Collection entries
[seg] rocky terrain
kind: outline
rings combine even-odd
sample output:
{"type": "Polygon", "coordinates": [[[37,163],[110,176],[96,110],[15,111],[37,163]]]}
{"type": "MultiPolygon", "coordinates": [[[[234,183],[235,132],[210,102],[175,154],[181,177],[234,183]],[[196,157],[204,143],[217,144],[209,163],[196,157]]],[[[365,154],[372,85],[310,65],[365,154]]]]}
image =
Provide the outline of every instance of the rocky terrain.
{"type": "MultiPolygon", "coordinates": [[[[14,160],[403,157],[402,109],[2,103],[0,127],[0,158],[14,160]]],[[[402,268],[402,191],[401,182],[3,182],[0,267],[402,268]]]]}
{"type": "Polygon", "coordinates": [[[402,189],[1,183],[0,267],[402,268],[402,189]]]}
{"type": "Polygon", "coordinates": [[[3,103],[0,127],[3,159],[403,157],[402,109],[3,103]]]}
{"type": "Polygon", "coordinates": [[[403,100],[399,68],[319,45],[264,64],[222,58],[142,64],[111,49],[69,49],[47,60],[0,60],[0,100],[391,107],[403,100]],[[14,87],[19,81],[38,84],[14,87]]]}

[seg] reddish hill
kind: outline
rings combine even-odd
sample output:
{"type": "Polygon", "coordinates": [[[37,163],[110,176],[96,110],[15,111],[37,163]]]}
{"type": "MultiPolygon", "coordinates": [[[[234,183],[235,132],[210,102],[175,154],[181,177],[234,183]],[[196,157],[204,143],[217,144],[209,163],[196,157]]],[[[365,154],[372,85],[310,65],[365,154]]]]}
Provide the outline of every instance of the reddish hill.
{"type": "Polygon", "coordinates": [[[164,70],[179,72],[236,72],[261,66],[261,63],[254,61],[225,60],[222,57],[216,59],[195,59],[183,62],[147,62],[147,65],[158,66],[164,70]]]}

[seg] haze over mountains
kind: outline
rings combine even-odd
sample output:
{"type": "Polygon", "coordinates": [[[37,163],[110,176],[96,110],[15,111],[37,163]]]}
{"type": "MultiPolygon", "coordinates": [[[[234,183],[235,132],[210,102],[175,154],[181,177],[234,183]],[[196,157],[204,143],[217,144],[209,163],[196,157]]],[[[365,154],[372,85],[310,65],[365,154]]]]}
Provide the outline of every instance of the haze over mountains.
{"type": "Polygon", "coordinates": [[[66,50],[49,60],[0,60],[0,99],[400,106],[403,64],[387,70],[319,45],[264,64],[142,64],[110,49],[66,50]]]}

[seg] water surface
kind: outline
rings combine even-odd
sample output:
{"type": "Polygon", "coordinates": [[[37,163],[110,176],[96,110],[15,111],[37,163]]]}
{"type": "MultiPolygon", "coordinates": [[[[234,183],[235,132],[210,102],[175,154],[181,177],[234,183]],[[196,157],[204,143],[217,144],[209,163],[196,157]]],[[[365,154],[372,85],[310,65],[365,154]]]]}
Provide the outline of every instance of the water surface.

### YOUR GOAL
Copy out the listing above again, substituting "Trace the boundary" for every occurrence of "Provide the outline" and leaving everything else unchanged.

### RESPONSE
[seg] rocky terrain
kind: outline
rings combine even-odd
sample output:
{"type": "Polygon", "coordinates": [[[37,163],[110,176],[96,110],[15,111],[37,163]]]}
{"type": "MultiPolygon", "coordinates": [[[[234,183],[235,132],[210,102],[175,154],[181,177],[234,183]],[[196,157],[204,143],[217,144],[209,163],[196,157]]],[[[365,154],[372,85],[310,65],[365,154]]]]}
image =
Trace the boundary of every instance of the rocky terrain.
{"type": "MultiPolygon", "coordinates": [[[[14,160],[403,157],[402,109],[2,103],[0,127],[0,158],[14,160]]],[[[402,268],[402,191],[401,182],[3,182],[0,267],[402,268]]]]}
{"type": "Polygon", "coordinates": [[[402,189],[1,183],[0,267],[402,268],[402,189]]]}
{"type": "Polygon", "coordinates": [[[3,103],[0,127],[3,159],[403,157],[402,109],[3,103]]]}
{"type": "Polygon", "coordinates": [[[403,100],[399,68],[319,45],[264,64],[222,58],[142,64],[111,49],[69,49],[47,60],[0,60],[0,100],[391,107],[403,100]],[[14,87],[19,81],[38,84],[14,87]]]}

[seg] reddish hill
kind: outline
rings combine even-odd
sample output:
{"type": "Polygon", "coordinates": [[[37,163],[110,176],[96,110],[15,111],[37,163]]]}
{"type": "MultiPolygon", "coordinates": [[[[234,183],[235,132],[210,102],[175,154],[181,177],[234,183]],[[196,157],[204,143],[217,144],[209,163],[196,157]]],[[[365,154],[372,85],[310,65],[365,154]]]]}
Trace the boundary of every instance of the reddish hill.
{"type": "Polygon", "coordinates": [[[164,70],[179,72],[236,72],[261,66],[261,63],[254,61],[225,60],[222,57],[216,59],[195,59],[183,62],[147,62],[147,65],[158,66],[164,70]]]}

[seg] haze over mountains
kind: outline
rings combine even-odd
sample output:
{"type": "Polygon", "coordinates": [[[37,163],[110,176],[96,110],[15,111],[37,163]]]}
{"type": "MultiPolygon", "coordinates": [[[[234,183],[235,132],[210,102],[175,154],[181,177],[234,183]],[[196,157],[204,143],[217,144],[209,163],[196,157]]],[[[365,154],[372,85],[310,65],[365,154]]]]}
Trace the boundary of every instance of the haze over mountains.
{"type": "Polygon", "coordinates": [[[66,50],[49,60],[0,60],[0,99],[400,106],[403,64],[387,70],[319,45],[264,64],[142,64],[110,49],[66,50]]]}

[seg] water surface
kind: outline
rings combine even-odd
sample output:
{"type": "Polygon", "coordinates": [[[37,163],[110,176],[96,110],[15,111],[37,163]]]}
{"type": "MultiPolygon", "coordinates": [[[[234,183],[235,132],[210,102],[175,154],[181,177],[234,183]],[[196,157],[204,143],[217,144],[209,163],[196,157]]],[[[365,154],[372,85],[310,65],[365,154]]]]}
Trace the boundary of every instance of the water surface.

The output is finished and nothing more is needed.